Task item A |
In the article on the G7's support for the US‑Iran nuclear agreement, to what level does the deal cap Iran's uranium enrichment?
Task item B |
Carry on writing the article on the G7's support for the US‑Iran nuclear agreement, picking up after its last sentence.

Document excerpt |
At 07:45 GMT, a convoy of oil tankers stretched 12 kilometres through the Strait of Hormuz, their hulls glittering in the early light. The same waterway that ferries roughly 21 million barrels of oil each day became the backdrop for a decisive G7 statement on the new US‑Iran agreement.
The G7 – Canada, France, Germany, Italy, Japan, the United Kingdom and the United States – released a joint communiqué on Thursday, saying they “support the United States‑Iran nuclear agreement” and “call for free navigation and safe passage” in the Hormuz corridor.
Why does this matter?
Hormuz is a chokepoint: any disruption instantly ripples through gasoline prices at the pump, freight costs for manufacturers and the cost of food imports worldwide. By backing the US‑Iran deal, the G7 signals to Tehran and Tehran‑linked militias that the West will not tolerate threats to that lifeline.
What is the US‑Iran agreement?
The deal, announced in late March, limits Iran’s uranium enrichment to 3.67% and expands inspections by the International Atomic Energy Agency. In return, the United States lifts a set of secondary sanctions that have crippled Iran’s ability to sell oil and finance infrastructure.
Washington estimates the pact could unlock up to $6 billion in Iranian oil revenue per month, while Tehran promises to keep its enrichment programme below breakout thresholds for at least a decade.
Who will feel the impact?
Ship owners, oil traders, and the economy and markets community watch Hormuz closely. A 5% rise in freight rates caused by perceived risk in the strait would add roughly $2 billion to global shipping costs annually.

Records |

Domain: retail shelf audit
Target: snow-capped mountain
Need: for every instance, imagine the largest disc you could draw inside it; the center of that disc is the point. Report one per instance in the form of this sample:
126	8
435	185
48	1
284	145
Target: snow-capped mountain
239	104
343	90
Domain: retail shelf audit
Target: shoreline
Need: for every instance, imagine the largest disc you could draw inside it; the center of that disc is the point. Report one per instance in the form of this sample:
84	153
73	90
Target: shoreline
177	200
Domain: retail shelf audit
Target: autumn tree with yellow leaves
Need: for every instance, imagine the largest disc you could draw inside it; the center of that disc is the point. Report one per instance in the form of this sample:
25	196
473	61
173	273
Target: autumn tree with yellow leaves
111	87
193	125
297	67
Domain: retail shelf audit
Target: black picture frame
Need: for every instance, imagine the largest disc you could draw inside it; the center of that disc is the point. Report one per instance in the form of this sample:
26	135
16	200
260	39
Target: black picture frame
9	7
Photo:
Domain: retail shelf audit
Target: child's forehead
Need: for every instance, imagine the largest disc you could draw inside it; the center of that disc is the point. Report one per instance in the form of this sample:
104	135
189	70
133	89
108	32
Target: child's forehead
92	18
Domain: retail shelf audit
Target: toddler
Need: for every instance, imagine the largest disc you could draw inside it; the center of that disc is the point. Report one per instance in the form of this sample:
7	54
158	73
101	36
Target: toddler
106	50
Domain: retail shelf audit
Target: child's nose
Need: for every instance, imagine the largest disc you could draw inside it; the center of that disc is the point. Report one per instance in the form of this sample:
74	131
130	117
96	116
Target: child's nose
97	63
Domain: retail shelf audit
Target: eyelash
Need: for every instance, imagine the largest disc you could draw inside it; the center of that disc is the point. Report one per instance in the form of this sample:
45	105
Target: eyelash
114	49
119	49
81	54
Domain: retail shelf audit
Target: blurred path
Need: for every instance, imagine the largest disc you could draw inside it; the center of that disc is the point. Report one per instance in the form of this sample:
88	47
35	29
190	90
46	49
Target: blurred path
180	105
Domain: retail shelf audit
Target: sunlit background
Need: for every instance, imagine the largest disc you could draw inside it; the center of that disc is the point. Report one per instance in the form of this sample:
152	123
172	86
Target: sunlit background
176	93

Written reply A |
3.67%

Written reply B |
Consumers in Europe and Asia could see gasoline prices shift by up to $0.15 per litre, according to analysts at the International Energy Agency.
G7’s diplomatic levers
French Foreign Minister Stéphane Séjourné, speaking at the G7 foreign ministers’ meeting in Capri, said, “Free navigation in Hormuz is not a privilege, it is a principle of international law.” The United Kingdom’s Foreign Office echoed the sentiment, warning that any attempt to block vessels would be “met with a coordinated response”.
The statement did not name Iran directly, but the language mirrors previous G7 alerts after Iranian-backed attacks on commercial shipping in 2022 and 2023.
What happens next?
Iran’s Revolutionary Guard Corps has not yet commented. Observers expect a diplomatic push in the coming weeks: the United Nations’ Security Council may convene a special session, and the United States is likely to dispatch an additional naval patrol to the strait.
For now, the G7’s endorsement of the US‑Iran agreement and its demand for free navigation keep a tentative calm over a waterway that has been a flashpoint for decades. Whether that calm holds will depend on Tehran’s willingness to honor the nuclear constraints and on the G7’s resolve to enforce the navigation guarantee.